Votre consigne -
Poursuivez le texte sur l'association Zebunet en reprenant juste après sa dernière phrase.

Texte fourni -

Ngoc Hanh Ha et Gérard Feldzer au Sénégal avec Zebunet © agence Zeppelin

Depuis plus de vingt ans, Zebunet soutient des éleveurs et agriculteurs démunis dans les pays du Sud grâce au microcrédit solidaire. Cette association française, soutenue par Nomade Aventure, agit pour une inclusion économique durable tout en préservant la dignité des bénéficiaires. À travers des projets de financement d’élevage, d’agriculture ou de commerce de proximité, et grâce au travail de ses partenaires sur le terrain, Zebunet accompagne pas à pas les paysans vers l’autonomie et la résilience. Retour sur les actions de l’association et le fonctionnement du microcrédit avec Ngoc Hanh Ha, sa présidente.

La genèse de Zebunet 

L’histoire de Zebunet est étroitement liée au parcours de Ngoc Hanh Ha, sa présidente qui a grandi à Saïgon au Vietnam, alors considérée comme la « perle de l’empire colonial français ». Issue d’une famille bourgeoise très francophile, elle a pu étudier le français dès son plus jeune âge. À la fin de la guerre du Vietnam, elle est contrainte de quitter son pays et de s’exiler en France : « Heureusement, j’ai pu partir avec de faux papiers, mais en avion et donc éviter la tragédie des départs en boat people », raconte-elle. En France, elle poursuit ses études en biotechnologie et enseigne pendant trente ans. Mais le lien avec son pays d’origine ne s’est jamais rompu. À chacun de ses retours dans le delta du Mékong, elle retrouve son père, toujours installé dans sa maison, et observe la vie rude des paysans. C’est là qu’elle découvre une réalité qui la marquera profondément : le poids des dettes et des taux d’intérêt abusifs imposés par les usuriers : « J’ai rencontré une femme (…), c’était l’usurière du village. Elle prêtait de l’argent à 10 % ou 12 % par mois », se souvient-elle. Un voisin de son père, épicier « lui avait déjà remboursé 600€ d’intérêts, mais il lui devait toujours les 400€ de l’emprunt initial ». Les paysans semblaient totalement dépendants et prisonniers de ces usuriers qui y trouvaient une manne financière régulière. Face à ces injustices, Ngoc Hanh décide d’agir. D’abord seule, elle prête son propre argent à des voisins ou aux membres de sa famille pour les aider à sortir du piège de l’endettement.

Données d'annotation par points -
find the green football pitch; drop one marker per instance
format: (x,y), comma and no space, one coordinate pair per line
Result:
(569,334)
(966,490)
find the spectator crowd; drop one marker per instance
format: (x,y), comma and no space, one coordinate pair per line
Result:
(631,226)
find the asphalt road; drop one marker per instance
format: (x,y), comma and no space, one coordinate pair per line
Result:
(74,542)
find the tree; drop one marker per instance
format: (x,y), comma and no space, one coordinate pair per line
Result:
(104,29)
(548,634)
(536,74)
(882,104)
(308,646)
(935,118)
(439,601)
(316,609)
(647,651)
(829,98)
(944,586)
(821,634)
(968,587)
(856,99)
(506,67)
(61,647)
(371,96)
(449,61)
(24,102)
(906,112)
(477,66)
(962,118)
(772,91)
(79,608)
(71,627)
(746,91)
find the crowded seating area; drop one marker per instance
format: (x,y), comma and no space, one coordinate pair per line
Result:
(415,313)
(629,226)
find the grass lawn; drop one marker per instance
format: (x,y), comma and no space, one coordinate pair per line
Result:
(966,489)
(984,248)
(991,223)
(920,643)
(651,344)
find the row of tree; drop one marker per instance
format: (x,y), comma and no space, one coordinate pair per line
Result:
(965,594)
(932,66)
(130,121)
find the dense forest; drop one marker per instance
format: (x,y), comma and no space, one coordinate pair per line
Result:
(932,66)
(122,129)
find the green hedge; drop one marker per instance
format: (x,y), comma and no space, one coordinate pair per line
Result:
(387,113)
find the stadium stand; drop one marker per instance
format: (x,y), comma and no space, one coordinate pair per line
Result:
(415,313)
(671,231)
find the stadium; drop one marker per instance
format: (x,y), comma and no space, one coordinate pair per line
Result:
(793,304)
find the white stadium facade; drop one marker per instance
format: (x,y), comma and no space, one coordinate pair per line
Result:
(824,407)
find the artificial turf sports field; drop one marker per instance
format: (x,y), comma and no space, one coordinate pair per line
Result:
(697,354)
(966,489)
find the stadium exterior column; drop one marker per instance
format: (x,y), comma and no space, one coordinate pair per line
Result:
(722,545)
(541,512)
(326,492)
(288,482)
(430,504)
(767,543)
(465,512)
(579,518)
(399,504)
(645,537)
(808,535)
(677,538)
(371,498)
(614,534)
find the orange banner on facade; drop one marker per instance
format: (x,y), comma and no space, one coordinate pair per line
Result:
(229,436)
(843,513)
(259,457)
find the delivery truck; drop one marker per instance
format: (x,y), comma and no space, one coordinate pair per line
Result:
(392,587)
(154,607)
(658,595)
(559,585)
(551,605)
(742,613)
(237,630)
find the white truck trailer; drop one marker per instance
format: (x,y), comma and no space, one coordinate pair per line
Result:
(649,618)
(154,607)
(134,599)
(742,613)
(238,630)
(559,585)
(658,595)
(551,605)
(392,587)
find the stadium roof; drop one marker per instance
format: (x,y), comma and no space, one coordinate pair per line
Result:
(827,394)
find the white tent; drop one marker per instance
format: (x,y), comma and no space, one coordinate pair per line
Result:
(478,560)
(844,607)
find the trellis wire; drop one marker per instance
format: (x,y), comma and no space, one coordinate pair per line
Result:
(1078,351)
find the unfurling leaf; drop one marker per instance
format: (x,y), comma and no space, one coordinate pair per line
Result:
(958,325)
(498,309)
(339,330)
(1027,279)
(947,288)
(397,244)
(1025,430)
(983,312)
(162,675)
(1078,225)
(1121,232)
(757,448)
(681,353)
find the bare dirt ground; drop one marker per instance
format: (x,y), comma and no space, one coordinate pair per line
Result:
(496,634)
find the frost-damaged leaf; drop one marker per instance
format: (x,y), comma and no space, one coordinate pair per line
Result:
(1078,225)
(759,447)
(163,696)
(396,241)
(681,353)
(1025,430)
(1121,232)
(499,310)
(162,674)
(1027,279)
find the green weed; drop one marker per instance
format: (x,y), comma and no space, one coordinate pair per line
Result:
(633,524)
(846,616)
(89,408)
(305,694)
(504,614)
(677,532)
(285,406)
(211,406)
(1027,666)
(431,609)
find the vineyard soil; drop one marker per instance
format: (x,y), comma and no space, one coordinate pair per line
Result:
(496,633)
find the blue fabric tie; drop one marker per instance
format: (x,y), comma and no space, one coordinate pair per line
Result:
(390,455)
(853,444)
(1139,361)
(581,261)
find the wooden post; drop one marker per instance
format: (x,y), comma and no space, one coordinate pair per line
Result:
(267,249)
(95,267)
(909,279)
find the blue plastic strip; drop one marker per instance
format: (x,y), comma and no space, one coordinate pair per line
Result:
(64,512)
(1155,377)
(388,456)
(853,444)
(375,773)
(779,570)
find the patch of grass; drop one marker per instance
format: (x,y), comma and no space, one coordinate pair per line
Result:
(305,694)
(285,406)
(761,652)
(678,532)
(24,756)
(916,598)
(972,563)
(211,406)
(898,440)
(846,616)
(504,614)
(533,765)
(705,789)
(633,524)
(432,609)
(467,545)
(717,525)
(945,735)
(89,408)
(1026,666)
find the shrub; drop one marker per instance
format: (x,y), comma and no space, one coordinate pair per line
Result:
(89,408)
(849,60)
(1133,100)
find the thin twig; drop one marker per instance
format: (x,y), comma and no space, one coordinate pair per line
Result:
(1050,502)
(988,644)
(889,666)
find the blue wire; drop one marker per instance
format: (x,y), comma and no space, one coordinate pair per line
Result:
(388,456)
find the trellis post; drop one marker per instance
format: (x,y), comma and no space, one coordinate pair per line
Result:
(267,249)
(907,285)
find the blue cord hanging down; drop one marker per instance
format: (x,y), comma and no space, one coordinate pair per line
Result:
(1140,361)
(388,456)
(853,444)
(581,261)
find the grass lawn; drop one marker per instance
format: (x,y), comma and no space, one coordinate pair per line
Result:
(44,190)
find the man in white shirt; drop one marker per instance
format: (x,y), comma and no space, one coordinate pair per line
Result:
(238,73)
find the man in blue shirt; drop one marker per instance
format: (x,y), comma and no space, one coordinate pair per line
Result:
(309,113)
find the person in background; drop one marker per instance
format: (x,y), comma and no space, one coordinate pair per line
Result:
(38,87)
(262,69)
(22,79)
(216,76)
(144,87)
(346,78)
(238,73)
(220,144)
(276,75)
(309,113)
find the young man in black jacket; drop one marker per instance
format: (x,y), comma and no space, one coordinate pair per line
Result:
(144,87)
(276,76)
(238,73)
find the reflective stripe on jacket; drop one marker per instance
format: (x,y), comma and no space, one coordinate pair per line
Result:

Réponse ci-dessous -
Portrait de Ngoc Hanh Ha, la présidente de Zebunet © agence Zeppelin

Puis, en 2001, aux côtés de son compagnon Gérard Feldzer (ingénieur, pilote de ligne et président d'Aviation Sans Frontières depuis 2019), elle fonde Zebunet, association française de loi 1901 reconnue d’intérêt général. Le nom de l’association n’a rien d’anodin : il porte en lui toute une philosophie. « On voulait travailler surtout dans le domaine de l’élevage. On a pris le zébu, ce bovin avec de grandes cornes qui n’existe que dans les pays du Sud », explique Ngoc Hanh. Présent en Afrique, en Asie ou en Amérique du Sud, animal emblématique à Madagascar et sacré pour les hindous, le zébu symbolise l’endurance, la résilience, la force tranquille des communautés rurales, mais aussi la richesse, la prospérité et le lien avec la terre. « C’est un animal très rustique et pour nous, c’est un peu le symbole de l’élevage dans les pays pauvres », commente-t-elle.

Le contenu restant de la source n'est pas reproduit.